**Task to carry out**:
Retype every entry word for word.

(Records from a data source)
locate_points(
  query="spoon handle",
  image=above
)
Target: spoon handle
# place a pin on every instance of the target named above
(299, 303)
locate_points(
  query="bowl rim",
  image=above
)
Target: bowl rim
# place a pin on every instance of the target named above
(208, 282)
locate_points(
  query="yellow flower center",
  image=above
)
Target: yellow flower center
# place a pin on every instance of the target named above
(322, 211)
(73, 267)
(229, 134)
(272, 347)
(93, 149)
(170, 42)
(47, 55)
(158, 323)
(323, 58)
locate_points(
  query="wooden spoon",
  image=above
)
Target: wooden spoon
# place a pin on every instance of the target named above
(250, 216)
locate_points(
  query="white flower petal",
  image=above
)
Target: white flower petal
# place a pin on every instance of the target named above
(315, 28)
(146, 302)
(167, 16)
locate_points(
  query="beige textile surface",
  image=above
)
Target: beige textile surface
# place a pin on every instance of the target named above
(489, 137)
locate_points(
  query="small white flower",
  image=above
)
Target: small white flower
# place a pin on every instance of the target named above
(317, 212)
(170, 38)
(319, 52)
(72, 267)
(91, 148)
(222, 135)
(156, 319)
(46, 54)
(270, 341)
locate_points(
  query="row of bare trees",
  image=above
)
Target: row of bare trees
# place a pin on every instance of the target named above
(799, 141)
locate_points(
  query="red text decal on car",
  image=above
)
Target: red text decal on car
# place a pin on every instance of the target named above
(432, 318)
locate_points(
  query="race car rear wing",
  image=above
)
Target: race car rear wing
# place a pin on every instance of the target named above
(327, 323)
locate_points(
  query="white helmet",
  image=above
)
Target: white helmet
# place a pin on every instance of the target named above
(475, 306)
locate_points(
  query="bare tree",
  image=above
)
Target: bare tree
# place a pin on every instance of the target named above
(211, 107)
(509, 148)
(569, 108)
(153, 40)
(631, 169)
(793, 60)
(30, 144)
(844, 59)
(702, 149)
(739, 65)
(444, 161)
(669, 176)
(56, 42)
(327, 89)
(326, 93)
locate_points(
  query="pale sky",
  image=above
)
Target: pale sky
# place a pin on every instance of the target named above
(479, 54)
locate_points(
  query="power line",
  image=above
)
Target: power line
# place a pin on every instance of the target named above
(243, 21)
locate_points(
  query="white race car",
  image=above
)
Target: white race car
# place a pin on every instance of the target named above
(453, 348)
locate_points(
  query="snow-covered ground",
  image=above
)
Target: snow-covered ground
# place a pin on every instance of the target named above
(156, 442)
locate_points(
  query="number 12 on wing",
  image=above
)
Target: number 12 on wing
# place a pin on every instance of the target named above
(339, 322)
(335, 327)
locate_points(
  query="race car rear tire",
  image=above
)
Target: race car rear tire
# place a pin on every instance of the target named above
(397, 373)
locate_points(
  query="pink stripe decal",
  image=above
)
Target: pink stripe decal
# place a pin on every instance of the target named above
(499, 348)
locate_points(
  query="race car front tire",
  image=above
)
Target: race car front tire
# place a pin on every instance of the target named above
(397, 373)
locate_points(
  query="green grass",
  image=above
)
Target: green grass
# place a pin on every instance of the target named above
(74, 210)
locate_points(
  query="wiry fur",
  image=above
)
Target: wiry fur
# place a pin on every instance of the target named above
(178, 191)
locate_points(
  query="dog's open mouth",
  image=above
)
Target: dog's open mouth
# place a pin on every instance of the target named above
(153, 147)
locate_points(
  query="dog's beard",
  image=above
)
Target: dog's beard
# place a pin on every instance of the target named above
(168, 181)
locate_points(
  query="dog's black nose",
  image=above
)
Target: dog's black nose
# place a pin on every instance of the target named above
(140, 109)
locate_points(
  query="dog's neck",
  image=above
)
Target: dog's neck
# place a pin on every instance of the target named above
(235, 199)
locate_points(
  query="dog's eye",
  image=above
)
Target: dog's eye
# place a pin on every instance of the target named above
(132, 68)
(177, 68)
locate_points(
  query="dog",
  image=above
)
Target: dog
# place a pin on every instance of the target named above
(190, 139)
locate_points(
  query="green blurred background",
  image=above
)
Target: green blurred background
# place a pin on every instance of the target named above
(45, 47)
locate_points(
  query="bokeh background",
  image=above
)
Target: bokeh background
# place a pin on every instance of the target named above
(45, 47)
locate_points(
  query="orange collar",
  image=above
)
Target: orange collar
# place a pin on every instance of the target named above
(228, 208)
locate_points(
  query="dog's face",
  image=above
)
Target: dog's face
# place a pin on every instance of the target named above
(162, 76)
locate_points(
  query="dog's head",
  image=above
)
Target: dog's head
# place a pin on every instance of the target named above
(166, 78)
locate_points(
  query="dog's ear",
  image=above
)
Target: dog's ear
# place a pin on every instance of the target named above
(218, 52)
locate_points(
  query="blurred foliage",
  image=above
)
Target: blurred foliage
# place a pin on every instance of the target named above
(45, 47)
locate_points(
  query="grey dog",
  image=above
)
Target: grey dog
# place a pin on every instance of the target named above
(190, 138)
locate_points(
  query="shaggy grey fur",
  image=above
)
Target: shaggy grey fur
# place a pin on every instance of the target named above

**Output of the exercise**:
locate_points(
  query="spoon handle",
  image=above
)
Target: spoon handle
# place a pin on every instance of the target named above
(299, 303)
locate_points(
  query="bowl rim",
  image=above
)
Target: bowl rim
# place a pin on every instance of the target named above
(208, 282)
locate_points(
  query="yellow flower center",
  image=above
)
Target: yellow flower center
# place a pin on every instance of the target named above
(322, 211)
(73, 267)
(229, 134)
(272, 347)
(93, 149)
(170, 42)
(47, 55)
(158, 323)
(323, 58)
locate_points(
  query="wooden spoon",
  image=above
)
Target: wooden spoon
# place a pin on every instance of the target named above
(250, 216)
locate_points(
  query="white flower petal",
  image=above
)
Target: white flower petal
# place a pin on every instance of the target named above
(315, 28)
(146, 302)
(167, 16)
locate_points(
  query="beige textile surface",
  image=above
)
Target: beige textile surface
# place a pin on every instance of the target named above
(489, 137)
locate_points(
  query="small white flower",
  image=above
)
Target: small white flower
# place a pin on every instance of the target named above
(317, 212)
(170, 38)
(319, 52)
(72, 267)
(91, 148)
(222, 135)
(156, 319)
(46, 54)
(270, 341)
locate_points(
  query="row of bare trees",
  image=above
)
Target: row of bare trees
# place a pin on every instance of the target named above
(799, 141)
locate_points(
  query="red text decal on car",
  image=above
)
Target: red text decal on car
# place a pin on every instance of the target named above
(432, 318)
locate_points(
  query="race car rear wing",
  image=above
)
Target: race car rear wing
# place a pin on every instance of the target named above
(327, 323)
locate_points(
  query="white helmet",
  image=above
)
Target: white helmet
# place a pin on every instance of the target named above
(475, 306)
locate_points(
  query="bare tree",
  image=above
)
Target: bare tree
# place a pin on every instance of the target named above
(211, 107)
(509, 148)
(569, 108)
(153, 40)
(631, 169)
(793, 60)
(30, 144)
(844, 59)
(702, 149)
(739, 65)
(444, 161)
(669, 176)
(56, 42)
(327, 89)
(326, 93)
locate_points(
  query="pale sky",
  image=above
)
Target: pale sky
# place a pin on every instance of the target named above
(479, 54)
locate_points(
  query="power line",
  image=above
)
Target: power line
# place a pin on every instance of the target named above
(243, 21)
locate_points(
  query="white race car",
  image=above
)
Target: white race car
# place a pin on every instance of the target named above
(453, 348)
locate_points(
  query="snow-covered ground",
  image=above
)
Target: snow-covered ground
# place a pin on every instance of the target named above
(156, 442)
locate_points(
  query="number 12 on wing",
  image=above
)
Target: number 12 on wing
# place a pin on every instance of the target named above
(339, 322)
(335, 327)
locate_points(
  query="race car rear tire",
  image=above
)
Target: race car rear tire
# place a pin on every instance of the target named above
(397, 373)
locate_points(
  query="pink stripe decal",
  image=above
)
Target: pink stripe decal
# place a pin on every instance of the target named above
(499, 348)
locate_points(
  query="race car front tire",
  image=above
)
Target: race car front tire
# place a pin on every instance of the target named above
(397, 373)
locate_points(
  query="green grass",
  image=above
)
Target: green grass
# place a pin on every instance of the target named above
(74, 210)
locate_points(
  query="wiry fur",
  image=above
)
Target: wiry fur
# place a pin on every instance of the target named above
(178, 191)
locate_points(
  query="dog's open mouth",
  image=above
)
Target: dog's open mouth
# place a pin on every instance of the target named above
(153, 147)
locate_points(
  query="dog's beard",
  image=above
)
Target: dog's beard
# place a pin on every instance of the target named above
(168, 181)
locate_points(
  query="dog's black nose",
  image=above
)
Target: dog's black nose
# place a pin on every instance of the target named above
(140, 109)
locate_points(
  query="dog's neck",
  image=above
)
Target: dog's neck
# place a pin on every instance of the target named above
(235, 199)
locate_points(
  query="dog's eye",
  image=above
)
Target: dog's eye
# place a pin on every instance of the target named above
(132, 68)
(177, 68)
locate_points(
  query="dog",
  image=above
)
Target: dog
# place a pin on every instance of the target named above
(190, 139)
locate_points(
  query="green blurred background",
  image=above
)
Target: green blurred background
# place a pin on every instance of the target named above
(45, 47)
locate_points(
  query="bokeh background",
  image=above
)
Target: bokeh background
# place a pin on every instance of the target named above
(45, 47)
locate_points(
  query="orange collar",
  image=above
)
Target: orange collar
# place a pin on every instance of the target named above
(228, 208)
locate_points(
  query="dog's face",
  image=above
)
Target: dog's face
# place a pin on every instance of the target named above
(162, 76)
locate_points(
  query="dog's head",
  image=above
)
Target: dog's head
# place a pin on every instance of the target named above
(166, 78)
locate_points(
  query="dog's ear",
  image=above
)
Target: dog's ear
# place a pin on every instance of the target named above
(218, 52)
locate_points(
  query="blurred foliage",
  image=above
)
Target: blurred foliage
# place a pin on every instance of the target named above
(45, 47)
locate_points(
  query="grey dog",
  image=above
)
Target: grey dog
# place a pin on every instance of the target named above
(190, 138)
locate_points(
  query="shaggy grey fur",
  image=above
)
Target: shaggy grey fur
# place a pin on every instance of the target named above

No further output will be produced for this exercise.